### Excerpt

Nowhere does the Torah suggest that the opposite should also be true. Neither the Almighty nor the sages of the Talmud nor the rabbis of more recent times advise a husband to adopt similar behavior towards his wife. And, in fact, I would strongly caution against it.

Sometimes I have shared with my husband struggles I've had with my girlfriends. "Why don't you just confront her?" he always says (not having learned from prior experience). "Clear the air and move on."

"Women don't work that way," I explain. "There will be hard feelings and resentment. I will have done greater damage and accomplished little."

Women just want support. We need to feel that those we love are "on our side," that their support is "unqualified" and whether it is in our best interests or not, "uncritical."

Women are more motivated to grow when we can build on a basis of love and support.


Of course women have faults, of course we need to grow and change. But having these negative qualities pointed out to us by our spouse or anyone whom we love and trust is counterproductive. It is hurtful and undermines our will and desire for change. We are more motivated to grow when we can build on a basis of love and support. (In fairness, I'm sure this applies to men as well!)

This destructive dynamic is played out frequently between husbands and wives, especially when the man tries to look at situations objectively. Unless something very serious is at stake, the rational analysis is a side point. We want to hear "I love you and I'm with you." "No matter what." This draws us closer and creates openness to new ideas and receptivity to change.

### Problems
1. In the excerpt on marriage, what does the husband advise when the writer tells him about struggles with her girlfriends?
2. Go on with the excerpt on marriage from the point where it stops.
You won't need the records.

### Records supplied

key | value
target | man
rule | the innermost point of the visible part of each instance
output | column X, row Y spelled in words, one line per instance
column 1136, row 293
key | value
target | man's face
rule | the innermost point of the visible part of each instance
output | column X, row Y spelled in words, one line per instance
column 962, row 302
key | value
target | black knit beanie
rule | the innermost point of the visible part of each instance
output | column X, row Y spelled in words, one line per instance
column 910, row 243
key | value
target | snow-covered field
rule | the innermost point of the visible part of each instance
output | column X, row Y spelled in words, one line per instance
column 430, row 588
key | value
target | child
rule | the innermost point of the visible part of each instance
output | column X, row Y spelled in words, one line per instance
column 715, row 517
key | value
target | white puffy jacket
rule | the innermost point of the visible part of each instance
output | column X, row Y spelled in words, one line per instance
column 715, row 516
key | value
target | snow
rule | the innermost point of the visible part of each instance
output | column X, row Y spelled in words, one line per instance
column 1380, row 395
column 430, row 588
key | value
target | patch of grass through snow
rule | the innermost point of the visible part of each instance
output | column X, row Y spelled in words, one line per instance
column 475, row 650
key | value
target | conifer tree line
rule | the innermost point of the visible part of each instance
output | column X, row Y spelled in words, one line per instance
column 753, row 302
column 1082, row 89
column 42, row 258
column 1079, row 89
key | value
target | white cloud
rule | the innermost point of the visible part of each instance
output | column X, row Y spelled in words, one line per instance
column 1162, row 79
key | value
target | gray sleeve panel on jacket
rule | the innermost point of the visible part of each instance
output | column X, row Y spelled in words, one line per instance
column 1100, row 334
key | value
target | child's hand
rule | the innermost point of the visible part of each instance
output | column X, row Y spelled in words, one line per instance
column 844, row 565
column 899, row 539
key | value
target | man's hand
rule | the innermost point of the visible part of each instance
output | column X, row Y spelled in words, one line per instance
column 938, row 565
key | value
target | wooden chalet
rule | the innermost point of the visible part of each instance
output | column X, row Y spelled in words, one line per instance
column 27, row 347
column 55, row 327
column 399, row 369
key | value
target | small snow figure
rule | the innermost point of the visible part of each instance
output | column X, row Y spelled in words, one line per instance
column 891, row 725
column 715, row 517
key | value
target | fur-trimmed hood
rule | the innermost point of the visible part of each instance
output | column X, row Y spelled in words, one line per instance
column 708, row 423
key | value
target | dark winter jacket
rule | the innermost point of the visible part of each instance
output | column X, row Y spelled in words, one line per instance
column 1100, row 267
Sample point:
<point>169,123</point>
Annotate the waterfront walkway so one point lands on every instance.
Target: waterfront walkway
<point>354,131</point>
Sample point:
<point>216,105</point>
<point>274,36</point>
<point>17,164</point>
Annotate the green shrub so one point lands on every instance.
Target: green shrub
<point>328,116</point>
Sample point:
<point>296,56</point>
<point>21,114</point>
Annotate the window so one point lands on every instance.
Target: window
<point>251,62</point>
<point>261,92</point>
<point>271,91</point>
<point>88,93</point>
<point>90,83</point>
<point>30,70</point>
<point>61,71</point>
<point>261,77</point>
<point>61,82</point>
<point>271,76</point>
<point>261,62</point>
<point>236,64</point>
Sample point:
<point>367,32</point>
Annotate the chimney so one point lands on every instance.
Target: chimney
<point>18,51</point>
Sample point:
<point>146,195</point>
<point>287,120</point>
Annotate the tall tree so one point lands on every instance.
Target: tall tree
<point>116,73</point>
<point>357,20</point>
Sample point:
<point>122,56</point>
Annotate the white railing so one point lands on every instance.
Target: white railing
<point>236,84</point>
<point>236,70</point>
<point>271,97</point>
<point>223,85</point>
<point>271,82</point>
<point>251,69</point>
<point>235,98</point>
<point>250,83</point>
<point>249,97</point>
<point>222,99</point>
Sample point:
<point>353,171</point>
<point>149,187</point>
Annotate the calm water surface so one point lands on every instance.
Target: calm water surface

### Responses to the exercise
1. He tells her to confront the friend, clear the air and move on.

2.
Criticism and attacks have the opposite effect. We retreat into ourselves (Yes, John Gray, women can have caves too!), lick our wounds, and harden our negative patterns.

But this is not just an issue in marriages. It can be an issue between friends and between parents and children as well.

As parents we can (sometimes) see our children objectively, and have perspective on behaviors that need to be changed. This is our job but when our children are involved in a struggle with someone else, we must temper our rebuke with an overwhelming show of support. Most of all our children, no matter the age, need to know that we believe in them and are on their side. Parents who consistently take the part of other family members or friends or acquaintances or the grocery store clerk against their own children not only damage their kids' self-esteem but they alienate their affections.

Women are more sensitive. Even I, who pride myself on being rational (should I admit this so publicly?), shy away from any helpful hints and blatantly beg for completely subjective support. I think it's in the hardwiring. Women want -- and need -- love. Only love.

Every year at Rosh Hashana time, my husband asks me where he needs to grow. And I helpfully go through my long list (!). But I never ask him what I should work on. And he knows better than to volunteer.

I like to believe that I am learning and growing, that I am strongly motivated to do so. But from him, I need unqualified love and backing (or at least the illusion of it!). I know that he must see my faults. But, unlike me, he keeps it to himself.

Maybe women should be tougher, more open to constructive criticism, less in need of emotional support from those we love. But that just isn't the reality. Take it up with the Creator.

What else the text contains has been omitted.